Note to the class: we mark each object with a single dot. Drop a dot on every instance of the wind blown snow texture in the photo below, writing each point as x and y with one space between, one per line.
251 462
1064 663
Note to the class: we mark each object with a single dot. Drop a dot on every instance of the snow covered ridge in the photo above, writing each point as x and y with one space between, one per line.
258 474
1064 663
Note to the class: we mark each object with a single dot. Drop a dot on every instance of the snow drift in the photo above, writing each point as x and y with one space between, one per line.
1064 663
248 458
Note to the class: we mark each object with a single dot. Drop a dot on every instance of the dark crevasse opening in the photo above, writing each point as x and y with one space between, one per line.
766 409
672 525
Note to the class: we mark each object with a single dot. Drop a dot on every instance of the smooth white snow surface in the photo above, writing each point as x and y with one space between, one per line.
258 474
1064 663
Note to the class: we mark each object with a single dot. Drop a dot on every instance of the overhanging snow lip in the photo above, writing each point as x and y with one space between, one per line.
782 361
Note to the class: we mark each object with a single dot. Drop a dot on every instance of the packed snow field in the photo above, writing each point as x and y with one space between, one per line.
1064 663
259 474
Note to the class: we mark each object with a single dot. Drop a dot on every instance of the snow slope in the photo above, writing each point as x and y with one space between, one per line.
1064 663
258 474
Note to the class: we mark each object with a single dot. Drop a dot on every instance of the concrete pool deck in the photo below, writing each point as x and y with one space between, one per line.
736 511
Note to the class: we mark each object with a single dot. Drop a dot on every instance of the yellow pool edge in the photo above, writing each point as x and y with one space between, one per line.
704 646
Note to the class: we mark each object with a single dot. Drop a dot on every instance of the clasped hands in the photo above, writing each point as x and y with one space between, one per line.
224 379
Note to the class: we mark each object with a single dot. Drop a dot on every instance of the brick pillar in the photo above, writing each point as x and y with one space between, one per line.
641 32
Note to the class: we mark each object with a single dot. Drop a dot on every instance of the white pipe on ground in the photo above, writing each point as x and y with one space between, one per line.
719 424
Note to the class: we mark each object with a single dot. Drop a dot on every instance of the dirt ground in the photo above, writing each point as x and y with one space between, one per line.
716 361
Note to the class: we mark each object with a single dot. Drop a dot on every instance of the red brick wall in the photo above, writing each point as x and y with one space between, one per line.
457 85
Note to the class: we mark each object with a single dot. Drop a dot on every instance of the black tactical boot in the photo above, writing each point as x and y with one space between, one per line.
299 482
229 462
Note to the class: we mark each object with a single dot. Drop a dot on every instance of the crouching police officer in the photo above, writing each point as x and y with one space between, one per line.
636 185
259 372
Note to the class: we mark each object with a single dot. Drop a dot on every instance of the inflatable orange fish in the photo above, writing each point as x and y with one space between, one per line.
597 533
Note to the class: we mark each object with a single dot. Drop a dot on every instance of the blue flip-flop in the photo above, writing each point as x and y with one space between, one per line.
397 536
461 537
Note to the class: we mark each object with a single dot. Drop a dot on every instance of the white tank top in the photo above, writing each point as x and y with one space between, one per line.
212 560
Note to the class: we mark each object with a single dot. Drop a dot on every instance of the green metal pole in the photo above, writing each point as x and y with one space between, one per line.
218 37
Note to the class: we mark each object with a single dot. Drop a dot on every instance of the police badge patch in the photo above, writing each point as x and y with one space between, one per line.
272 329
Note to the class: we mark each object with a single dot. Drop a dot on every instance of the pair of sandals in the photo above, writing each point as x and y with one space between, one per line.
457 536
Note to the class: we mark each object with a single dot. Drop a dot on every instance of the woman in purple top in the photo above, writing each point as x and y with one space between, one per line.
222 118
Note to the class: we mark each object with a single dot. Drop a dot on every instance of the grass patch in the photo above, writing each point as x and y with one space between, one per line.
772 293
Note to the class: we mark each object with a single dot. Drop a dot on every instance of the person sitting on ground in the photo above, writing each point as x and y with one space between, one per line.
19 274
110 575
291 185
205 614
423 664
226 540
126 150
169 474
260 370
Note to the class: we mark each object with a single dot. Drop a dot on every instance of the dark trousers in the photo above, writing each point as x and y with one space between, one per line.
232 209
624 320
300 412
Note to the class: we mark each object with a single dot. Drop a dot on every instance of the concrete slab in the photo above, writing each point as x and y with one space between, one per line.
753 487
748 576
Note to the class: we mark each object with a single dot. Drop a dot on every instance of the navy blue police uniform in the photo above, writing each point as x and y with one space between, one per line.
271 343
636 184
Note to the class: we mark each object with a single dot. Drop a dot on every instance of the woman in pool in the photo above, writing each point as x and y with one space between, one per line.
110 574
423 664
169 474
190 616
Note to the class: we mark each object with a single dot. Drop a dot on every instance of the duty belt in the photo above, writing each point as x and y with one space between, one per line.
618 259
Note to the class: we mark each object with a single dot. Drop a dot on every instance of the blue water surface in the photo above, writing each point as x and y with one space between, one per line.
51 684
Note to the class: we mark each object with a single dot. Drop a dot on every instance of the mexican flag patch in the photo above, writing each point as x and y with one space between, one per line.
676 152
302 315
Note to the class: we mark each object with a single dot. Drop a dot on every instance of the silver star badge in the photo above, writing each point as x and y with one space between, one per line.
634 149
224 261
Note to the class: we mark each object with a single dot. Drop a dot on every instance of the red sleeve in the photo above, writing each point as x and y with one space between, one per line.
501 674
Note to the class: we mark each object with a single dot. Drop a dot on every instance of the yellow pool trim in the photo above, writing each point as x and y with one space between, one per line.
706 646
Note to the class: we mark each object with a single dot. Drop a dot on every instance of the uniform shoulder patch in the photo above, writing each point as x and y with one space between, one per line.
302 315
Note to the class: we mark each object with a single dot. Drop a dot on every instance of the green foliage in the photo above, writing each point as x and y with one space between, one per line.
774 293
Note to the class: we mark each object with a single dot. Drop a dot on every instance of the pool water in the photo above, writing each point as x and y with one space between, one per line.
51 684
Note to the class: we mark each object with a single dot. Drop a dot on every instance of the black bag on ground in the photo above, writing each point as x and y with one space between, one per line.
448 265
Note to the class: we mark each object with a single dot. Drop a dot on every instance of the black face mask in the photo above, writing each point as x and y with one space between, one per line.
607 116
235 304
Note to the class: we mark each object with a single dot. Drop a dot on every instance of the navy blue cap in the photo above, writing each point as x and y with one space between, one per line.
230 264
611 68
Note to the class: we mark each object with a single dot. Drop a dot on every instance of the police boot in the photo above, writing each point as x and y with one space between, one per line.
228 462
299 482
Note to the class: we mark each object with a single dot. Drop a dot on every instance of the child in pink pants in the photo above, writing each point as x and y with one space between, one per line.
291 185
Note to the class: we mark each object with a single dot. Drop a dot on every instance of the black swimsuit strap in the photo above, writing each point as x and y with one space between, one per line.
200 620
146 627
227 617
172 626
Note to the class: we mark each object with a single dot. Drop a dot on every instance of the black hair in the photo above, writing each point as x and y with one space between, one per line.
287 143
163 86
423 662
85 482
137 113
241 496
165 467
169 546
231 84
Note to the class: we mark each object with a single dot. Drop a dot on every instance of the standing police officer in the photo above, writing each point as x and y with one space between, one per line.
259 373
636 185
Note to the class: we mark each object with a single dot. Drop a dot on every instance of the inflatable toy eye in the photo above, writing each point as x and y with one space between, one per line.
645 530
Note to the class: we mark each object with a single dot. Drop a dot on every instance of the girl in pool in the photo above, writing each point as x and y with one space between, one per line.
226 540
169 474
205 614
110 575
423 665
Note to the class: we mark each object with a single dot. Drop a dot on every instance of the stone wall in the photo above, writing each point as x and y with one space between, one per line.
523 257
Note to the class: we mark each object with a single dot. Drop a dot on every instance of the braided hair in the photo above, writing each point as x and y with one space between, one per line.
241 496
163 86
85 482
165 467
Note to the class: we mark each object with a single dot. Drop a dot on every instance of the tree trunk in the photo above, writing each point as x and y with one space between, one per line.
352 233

# Aim of the exercise
Reproduce each entry exactly, leaving out nothing.

# The reply
Note to the class: we mark each object with a single dot. Drop a dot on every instance of the wind blown snow texture in the photo below, writing each point as x and y with one space between, one per line.
251 462
1064 663
Note to the class: we mark each object with a single dot. Drop a dot on every instance of the snow covered ridge in the photo above, writing each point as x and y with one space between, one per line.
258 474
1064 663
Note to the class: we mark each object with a single dot. Drop a dot on every instance of the snow drift in the photo above, writing each point as x and y with one space between, one per line.
1064 663
248 458
Note to the class: we mark each object with a single dot. Drop a dot on every instance of the dark crevasse opening in the photo above, writing each point as x and y with one space between, one per line.
766 409
672 525
Note to the class: we mark each object with a single dot. Drop a dot on every instance of the smooth white snow surface in the photo above, writing each point as x and y with one space between, one per line.
258 474
1064 663
Note to the class: we mark each object with a single dot. Drop a dot on every instance of the overhanging snow lip in the photo above, writing each point as x and y with one space between, one per line.
782 361
Note to the class: we mark each object with a single dot. Drop a dot on every instance of the packed snow field in the photo above, writing each point as x and y with one space between, one per line.
1064 663
259 474
Note to the class: we mark each object with a single dot. Drop a dot on every instance of the snow slope in the photo above, writing each point as x and y with one space between, one per line.
1064 663
258 474
Note to the class: we mark each object with a single dot. Drop a dot on every instance of the concrete pool deck in the photo below, writing each point as x and y with one space between, one per line.
736 511
Note to the class: we mark each object with a single dot. Drop a dot on every instance of the yellow pool edge in the photo above, writing each point as x and y with one space between, one per line.
704 646
Note to the class: we mark each object with a single dot. Drop a dot on every instance of the clasped hands in the photo above, writing each point as x and y with one space between, one per line.
224 379
Note to the class: we mark each object with a single dot. Drop a dot on every instance of the brick pillar in the photo above, writing each point as x and y with one space between, one per line.
641 32
Note to the class: we mark each object with a single dot. Drop a dot on every instance of the white pipe on ground in the photo above, writing each point as x and y with one space between, one per line.
719 424
Note to the class: we mark each object with a single dot. Drop a dot on every instance of the dirt ground in the photo above, writing each point as x and y with one space between, one per line.
716 361
Note to the class: we mark each object with a single dot. Drop a dot on every instance of the red brick wall in the photo above, writing each point as x and y with one space between, one per line.
457 85
Note to the class: we mark each object with a single dot. Drop a dot on every instance of the black tactical boot in the photo above, writing each point as x and y with one space between, one per line.
299 482
229 462
Note to the class: we mark each object with a single dot. Drop a dot on every instance of the crouching police officer in the photo above, writing each point as x and y with one space between, one per line.
636 185
259 372
Note to the class: we mark each object with a single dot. Drop a dot on every instance of the inflatable orange fish in the photo above, writing each point as x and y with one space between, one per line.
597 533
Note to the class: we mark each object with a single dot. Drop a dot on every instance of the blue flip-flop in the photo above, writing each point as x and y with one space between, one per line.
397 536
461 537
Note to the class: we mark each object with a single dot. Drop a dot on every instance of the white tank top in the photo above, writing each point as x and y with one space between, one per line.
212 560
Note to the class: we mark each object with a single dot. Drop a dot on every instance of the green metal pole in the photo above, writing each point as x and y with one space between, one per line.
218 37
Note to the class: we mark each object with a single dot. Drop a dot on every instance of the police badge patch in the photo above, writing each point as x and y with one space between, one per line.
272 329
Note to the class: we mark each object with a single dot. Drop a dot on every instance of the pair of sandals in the photo above, writing each point as x and y with one space between, one per line.
457 536
Note to the class: we mark each object with a single dot. Drop a dot on every instance of the woman in purple top in the photo above, writing each point as x and y with one space between, one per line.
222 118
Note to the class: we mark each object with a single dot. Drop a dot on every instance of the grass patch in the photo above, writing each point as x and y with one space between, one per line.
772 293
Note to the class: we mark each object with a single dot. Drop a dot on every instance of the person sitting on ground in the photo above, writing each point as x and y with one space between, one per line.
19 274
110 575
291 185
205 614
423 664
226 540
126 150
169 474
260 370
Note to the class: we mark each object with a single dot. Drop a dot on every instance of the dark trousers in the photo above, writing each point as x and y with one space between, one per line.
232 209
624 320
300 412
Note to the class: we mark each object with a single dot. Drop a dot on every instance of the concrete slab in the photo above, writing each point as x and y with one space between, one per line.
753 487
748 576
Note to the class: we mark each object with a single dot. Drop a dot on every instance of the navy blue police uniform in the photo above, writing each point as x and y with one space between, one per line.
271 343
636 184
Note to the class: we mark each object with a single dot. Drop a dot on every instance of the woman in pool in the photo above, writing each point as x and y with one space between, one per line.
110 574
423 664
169 474
190 616
Note to the class: we mark each object with a single dot. Drop a dot on every instance of the duty belt in the photo above, writing each point as x and y with one space between, one per line.
618 259
Note to the class: we mark each object with a single dot. Drop a dot on every instance of the blue water surface in the photo above, writing each point as x and y with one space between, one per line.
51 684
Note to the class: we mark each object with a single dot. Drop a dot on every instance of the mexican flag patch in the photo above, writing each point as x and y with one space between, one per line.
676 152
302 315
Note to the class: we mark each object with a single dot. Drop a dot on every instance of the silver star badge in the photo above, writing each point as x and y with one space between, one per line.
634 149
224 261
Note to the class: we mark each object with a single dot. Drop a dot on every instance of the red sleeve in the photo above, writing each point as x and y with one space between, one per line.
501 674
Note to the class: we mark each object with a single dot. Drop a dot on every instance of the yellow pool trim in the photo above, writing each point as x and y with one space between, one per line.
706 646
Note to the class: we mark each object with a single dot. Drop a dot on every instance of the uniform shoulder patch in the photo above, writing each point as x and y with one space between, one per line.
302 315
Note to the class: we mark each object with a single dot. Drop a dot on every instance of the green foliage in the photo above, writing each point as x and y with one space between, one per line.
774 293
Note to the class: we mark each object with a single dot. Drop a dot on every instance of the pool water in the photo above, writing each point as x and y with one space between, one per line.
51 684
Note to the class: we mark each object with a single dot. Drop a dot on every instance of the black bag on ground in the photo above, writing each point as x and y with one space between, one per line.
448 265
Note to the class: we mark each object with a single dot. Drop a dot on every instance of the black face mask in the photo above, writing each point as x and y with one space between, one per line.
607 116
235 304
Note to the class: we mark each object with a single dot. Drop a dot on every instance of the navy blue cap in the photo above, writing each point as x and y with one space between, one per line.
230 264
611 68
Note to the class: we mark each object with a single dot. Drop a dot on every instance of the police boot in the photo above, writing each point as x and y with one space between, one per line.
228 462
299 482
Note to the class: we mark each object with a single dot. Drop a dot on every instance of the child in pink pants in the photo above, writing each point as x and y with one space between, one per line.
291 185
Note to the class: we mark each object with a single dot. Drop a dot on every instance of the black swimsuit strap in the photo above, writing each point as x and y with one space between, one per line.
200 620
146 627
227 617
172 626
Note to the class: we mark each object with a single dot. Drop a dot on every instance of the black hair in the photo above, writing each point as x and y with one space between, one per line.
287 143
163 86
423 662
85 482
137 113
241 496
165 467
169 546
231 84
Note to the class: we mark each object with a single dot. Drop a dot on every instance of the standing police officer in the photo above, writing each point as x and y with one space between, one per line.
259 373
636 185
Note to the class: we mark each object with a single dot. Drop a dot on every instance of the inflatable toy eye in the photo above, writing each point as x and y with one space between, one per line.
645 530
Note to the class: we mark each object with a single dot. Drop a dot on every instance of the girl in pool in the photo above, writing each point as x and y with one space between, one per line.
226 540
169 474
205 614
110 575
423 665
Note to the class: we mark each object with a single dot. Drop a dot on every instance of the stone wall in the photo above, writing each point as x and y with one space between, one per line.
523 257
Note to the class: we mark each object with a single dot. Drop a dot on every instance of the braided hair in the photo above, writing each point as x and y with one space between, one per line.
241 496
163 86
85 482
165 467
Note to the class: we mark each object with a single dot. Drop a dot on every instance of the tree trunk in the photo above, writing each point as x and y with one space between, one per line.
352 233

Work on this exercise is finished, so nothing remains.